• Provided entries:
::::::::

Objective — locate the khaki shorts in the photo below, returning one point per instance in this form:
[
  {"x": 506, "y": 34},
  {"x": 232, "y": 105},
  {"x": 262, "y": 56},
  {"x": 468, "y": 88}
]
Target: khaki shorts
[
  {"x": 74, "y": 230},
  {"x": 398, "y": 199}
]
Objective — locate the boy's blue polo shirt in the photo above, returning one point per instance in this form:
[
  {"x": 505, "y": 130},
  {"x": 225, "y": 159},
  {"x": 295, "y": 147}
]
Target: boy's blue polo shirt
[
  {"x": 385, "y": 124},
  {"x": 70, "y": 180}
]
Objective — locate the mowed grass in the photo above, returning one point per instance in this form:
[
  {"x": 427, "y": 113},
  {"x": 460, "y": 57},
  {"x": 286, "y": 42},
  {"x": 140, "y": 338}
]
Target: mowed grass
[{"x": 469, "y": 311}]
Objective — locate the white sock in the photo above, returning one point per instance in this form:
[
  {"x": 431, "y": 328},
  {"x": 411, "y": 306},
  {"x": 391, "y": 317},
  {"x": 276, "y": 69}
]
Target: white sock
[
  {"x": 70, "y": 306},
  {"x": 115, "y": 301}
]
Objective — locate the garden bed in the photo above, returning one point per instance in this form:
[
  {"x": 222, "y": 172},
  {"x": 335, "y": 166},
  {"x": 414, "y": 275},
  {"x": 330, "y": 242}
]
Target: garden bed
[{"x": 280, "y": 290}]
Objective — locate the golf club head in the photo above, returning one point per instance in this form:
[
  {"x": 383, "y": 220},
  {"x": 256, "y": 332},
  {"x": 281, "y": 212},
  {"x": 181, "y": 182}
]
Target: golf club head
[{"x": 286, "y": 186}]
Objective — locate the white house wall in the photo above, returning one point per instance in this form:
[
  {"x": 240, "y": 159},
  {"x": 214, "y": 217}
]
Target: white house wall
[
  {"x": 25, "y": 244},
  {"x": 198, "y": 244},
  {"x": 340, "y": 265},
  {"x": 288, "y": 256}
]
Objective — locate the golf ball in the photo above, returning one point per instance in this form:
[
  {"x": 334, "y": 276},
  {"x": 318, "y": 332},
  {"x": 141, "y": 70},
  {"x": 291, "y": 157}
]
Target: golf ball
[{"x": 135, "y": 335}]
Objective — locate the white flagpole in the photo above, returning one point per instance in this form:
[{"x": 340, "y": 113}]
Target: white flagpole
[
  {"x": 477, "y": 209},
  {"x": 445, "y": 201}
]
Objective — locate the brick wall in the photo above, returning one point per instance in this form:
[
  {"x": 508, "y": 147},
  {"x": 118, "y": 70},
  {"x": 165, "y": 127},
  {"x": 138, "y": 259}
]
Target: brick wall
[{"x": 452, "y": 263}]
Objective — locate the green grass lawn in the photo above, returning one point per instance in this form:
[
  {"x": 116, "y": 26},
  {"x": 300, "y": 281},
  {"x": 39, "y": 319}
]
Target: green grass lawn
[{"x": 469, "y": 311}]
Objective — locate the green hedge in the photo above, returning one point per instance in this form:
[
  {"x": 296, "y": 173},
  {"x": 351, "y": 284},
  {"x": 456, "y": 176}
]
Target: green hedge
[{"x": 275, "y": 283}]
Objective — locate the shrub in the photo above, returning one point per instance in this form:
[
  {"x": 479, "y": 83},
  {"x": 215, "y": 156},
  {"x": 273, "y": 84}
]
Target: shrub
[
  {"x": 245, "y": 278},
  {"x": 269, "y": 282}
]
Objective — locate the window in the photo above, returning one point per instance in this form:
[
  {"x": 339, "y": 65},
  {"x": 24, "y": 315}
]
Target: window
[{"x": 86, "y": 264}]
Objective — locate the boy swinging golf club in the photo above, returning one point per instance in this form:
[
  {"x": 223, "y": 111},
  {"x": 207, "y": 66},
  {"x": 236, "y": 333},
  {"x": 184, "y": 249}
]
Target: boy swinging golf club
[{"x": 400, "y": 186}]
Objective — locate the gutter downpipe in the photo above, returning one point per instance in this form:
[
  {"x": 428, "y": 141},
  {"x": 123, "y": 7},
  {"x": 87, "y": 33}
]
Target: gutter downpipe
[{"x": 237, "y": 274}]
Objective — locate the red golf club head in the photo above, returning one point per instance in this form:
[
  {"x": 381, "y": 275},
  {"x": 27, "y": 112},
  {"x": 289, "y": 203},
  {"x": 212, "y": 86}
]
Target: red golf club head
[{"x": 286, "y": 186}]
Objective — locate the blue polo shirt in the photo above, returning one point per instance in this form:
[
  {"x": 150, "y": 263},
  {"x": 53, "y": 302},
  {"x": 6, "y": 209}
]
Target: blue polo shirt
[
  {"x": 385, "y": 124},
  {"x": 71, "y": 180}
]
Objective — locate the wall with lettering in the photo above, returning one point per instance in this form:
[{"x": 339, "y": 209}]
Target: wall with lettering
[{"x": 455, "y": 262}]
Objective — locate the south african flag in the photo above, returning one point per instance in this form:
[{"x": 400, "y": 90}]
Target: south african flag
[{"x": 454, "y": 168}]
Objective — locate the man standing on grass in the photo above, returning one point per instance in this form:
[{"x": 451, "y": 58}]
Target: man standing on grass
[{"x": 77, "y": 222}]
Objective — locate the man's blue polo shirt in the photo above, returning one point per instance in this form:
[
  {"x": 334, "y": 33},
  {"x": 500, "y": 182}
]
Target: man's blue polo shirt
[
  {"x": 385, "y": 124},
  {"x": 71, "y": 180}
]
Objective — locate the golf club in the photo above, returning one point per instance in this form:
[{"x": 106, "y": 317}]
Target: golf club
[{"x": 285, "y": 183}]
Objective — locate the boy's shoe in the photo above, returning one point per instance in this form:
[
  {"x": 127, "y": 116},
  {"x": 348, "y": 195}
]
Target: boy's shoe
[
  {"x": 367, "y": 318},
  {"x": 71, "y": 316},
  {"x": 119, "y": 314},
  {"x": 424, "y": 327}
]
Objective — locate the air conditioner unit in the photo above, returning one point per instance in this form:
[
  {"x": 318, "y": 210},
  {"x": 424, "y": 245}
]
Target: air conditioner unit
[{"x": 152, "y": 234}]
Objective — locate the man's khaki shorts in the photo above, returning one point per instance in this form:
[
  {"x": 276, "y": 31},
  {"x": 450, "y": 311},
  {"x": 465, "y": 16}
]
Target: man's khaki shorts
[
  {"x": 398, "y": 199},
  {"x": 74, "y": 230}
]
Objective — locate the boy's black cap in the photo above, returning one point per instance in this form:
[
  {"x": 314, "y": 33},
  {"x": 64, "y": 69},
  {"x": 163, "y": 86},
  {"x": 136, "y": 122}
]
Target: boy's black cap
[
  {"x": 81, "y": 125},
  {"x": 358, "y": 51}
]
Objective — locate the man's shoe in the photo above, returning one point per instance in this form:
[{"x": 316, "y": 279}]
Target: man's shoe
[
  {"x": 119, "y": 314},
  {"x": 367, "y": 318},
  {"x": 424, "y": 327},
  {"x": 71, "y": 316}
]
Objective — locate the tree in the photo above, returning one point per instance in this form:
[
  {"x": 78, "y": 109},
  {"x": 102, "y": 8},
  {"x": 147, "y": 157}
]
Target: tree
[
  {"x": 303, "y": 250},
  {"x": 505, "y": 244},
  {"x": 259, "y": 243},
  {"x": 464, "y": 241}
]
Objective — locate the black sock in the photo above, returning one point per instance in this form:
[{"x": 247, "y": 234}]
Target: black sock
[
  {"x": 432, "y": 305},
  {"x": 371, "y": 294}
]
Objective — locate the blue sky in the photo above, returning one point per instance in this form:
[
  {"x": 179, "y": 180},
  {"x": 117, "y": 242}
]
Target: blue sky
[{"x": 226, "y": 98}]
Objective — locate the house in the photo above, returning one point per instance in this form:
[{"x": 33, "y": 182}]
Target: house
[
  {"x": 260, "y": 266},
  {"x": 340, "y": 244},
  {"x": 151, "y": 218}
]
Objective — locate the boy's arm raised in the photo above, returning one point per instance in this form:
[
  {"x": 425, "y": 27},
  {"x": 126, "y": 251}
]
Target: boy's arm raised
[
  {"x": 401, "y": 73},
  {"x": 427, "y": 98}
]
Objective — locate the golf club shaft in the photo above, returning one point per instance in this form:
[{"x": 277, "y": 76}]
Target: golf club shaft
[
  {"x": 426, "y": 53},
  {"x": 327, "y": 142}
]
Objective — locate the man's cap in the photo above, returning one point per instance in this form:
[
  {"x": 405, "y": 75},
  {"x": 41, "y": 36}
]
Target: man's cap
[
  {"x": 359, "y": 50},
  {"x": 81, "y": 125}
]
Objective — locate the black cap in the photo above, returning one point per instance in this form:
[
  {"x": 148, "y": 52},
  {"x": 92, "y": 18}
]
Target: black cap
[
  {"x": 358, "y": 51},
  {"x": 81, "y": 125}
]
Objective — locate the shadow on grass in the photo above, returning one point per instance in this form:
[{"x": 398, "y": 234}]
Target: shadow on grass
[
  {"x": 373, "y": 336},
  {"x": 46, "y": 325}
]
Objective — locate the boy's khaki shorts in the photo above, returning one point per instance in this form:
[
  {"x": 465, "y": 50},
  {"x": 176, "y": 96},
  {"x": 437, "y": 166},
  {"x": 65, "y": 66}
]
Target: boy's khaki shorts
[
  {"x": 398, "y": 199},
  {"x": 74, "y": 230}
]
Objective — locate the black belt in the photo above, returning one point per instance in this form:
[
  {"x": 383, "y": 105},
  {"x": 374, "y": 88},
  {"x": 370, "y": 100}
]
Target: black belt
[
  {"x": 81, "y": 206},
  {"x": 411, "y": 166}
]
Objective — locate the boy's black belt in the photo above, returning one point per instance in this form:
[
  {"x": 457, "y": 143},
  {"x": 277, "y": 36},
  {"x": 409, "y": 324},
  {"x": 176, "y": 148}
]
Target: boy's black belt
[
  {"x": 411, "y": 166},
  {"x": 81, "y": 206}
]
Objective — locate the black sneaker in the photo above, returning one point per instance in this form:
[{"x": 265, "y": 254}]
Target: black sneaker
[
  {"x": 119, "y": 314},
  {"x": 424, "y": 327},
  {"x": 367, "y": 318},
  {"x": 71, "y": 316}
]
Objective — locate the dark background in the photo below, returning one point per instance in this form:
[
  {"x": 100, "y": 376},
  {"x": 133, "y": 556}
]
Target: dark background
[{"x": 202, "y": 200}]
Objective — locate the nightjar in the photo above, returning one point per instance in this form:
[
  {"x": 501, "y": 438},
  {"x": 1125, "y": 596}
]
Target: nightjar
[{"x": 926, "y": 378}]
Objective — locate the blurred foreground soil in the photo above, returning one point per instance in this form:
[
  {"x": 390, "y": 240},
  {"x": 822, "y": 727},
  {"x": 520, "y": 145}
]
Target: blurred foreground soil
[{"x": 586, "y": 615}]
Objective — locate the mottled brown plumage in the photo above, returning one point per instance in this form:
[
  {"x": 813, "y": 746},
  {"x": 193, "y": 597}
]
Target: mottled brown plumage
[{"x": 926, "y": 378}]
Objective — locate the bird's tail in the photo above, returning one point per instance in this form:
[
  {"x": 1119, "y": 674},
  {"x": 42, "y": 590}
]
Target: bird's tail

::::::::

• Problem to solve:
Give back exactly the lines from the line holding "Objective — locate the black belt" through the last line of the listing, including both.

• Correct answer:
Objective — locate the black belt in the photo above, returning one point per instance in this form:
[
  {"x": 383, "y": 105},
  {"x": 374, "y": 88},
  {"x": 370, "y": 100}
]
Target: black belt
[
  {"x": 81, "y": 206},
  {"x": 411, "y": 166}
]
Objective — locate the boy's black belt in the photo above, returning one point per instance in this form:
[
  {"x": 457, "y": 143},
  {"x": 277, "y": 36},
  {"x": 409, "y": 324},
  {"x": 176, "y": 148}
]
Target: boy's black belt
[
  {"x": 411, "y": 166},
  {"x": 81, "y": 206}
]
Objective — locate the black sneaker in the photo above, returning one point per instance in this form:
[{"x": 265, "y": 254}]
Target: black sneaker
[
  {"x": 119, "y": 314},
  {"x": 424, "y": 327},
  {"x": 367, "y": 318},
  {"x": 71, "y": 316}
]
Objective — locate the dark background in the photo below, returning one point per instance in this form:
[
  {"x": 100, "y": 376},
  {"x": 133, "y": 556}
]
Target: dark background
[{"x": 202, "y": 200}]
Objective — locate the nightjar in the photo above, returning one point per instance in this form:
[
  {"x": 501, "y": 438},
  {"x": 1125, "y": 596}
]
Target: nightjar
[{"x": 926, "y": 378}]
Objective — locate the blurred foreground soil in the photo above, returning one point per instance in this form:
[
  {"x": 390, "y": 240},
  {"x": 822, "y": 727},
  {"x": 520, "y": 145}
]
Target: blurred foreground soil
[{"x": 586, "y": 615}]
Objective — locate the mottled brown plumage in the photo above, returning one point per instance in this form:
[
  {"x": 813, "y": 746},
  {"x": 193, "y": 597}
]
Target: mottled brown plumage
[{"x": 926, "y": 378}]
Objective — locate the bird's tail in the photo above, returning one point per instance in this form:
[
  {"x": 1119, "y": 674},
  {"x": 42, "y": 590}
]
Target: bird's tail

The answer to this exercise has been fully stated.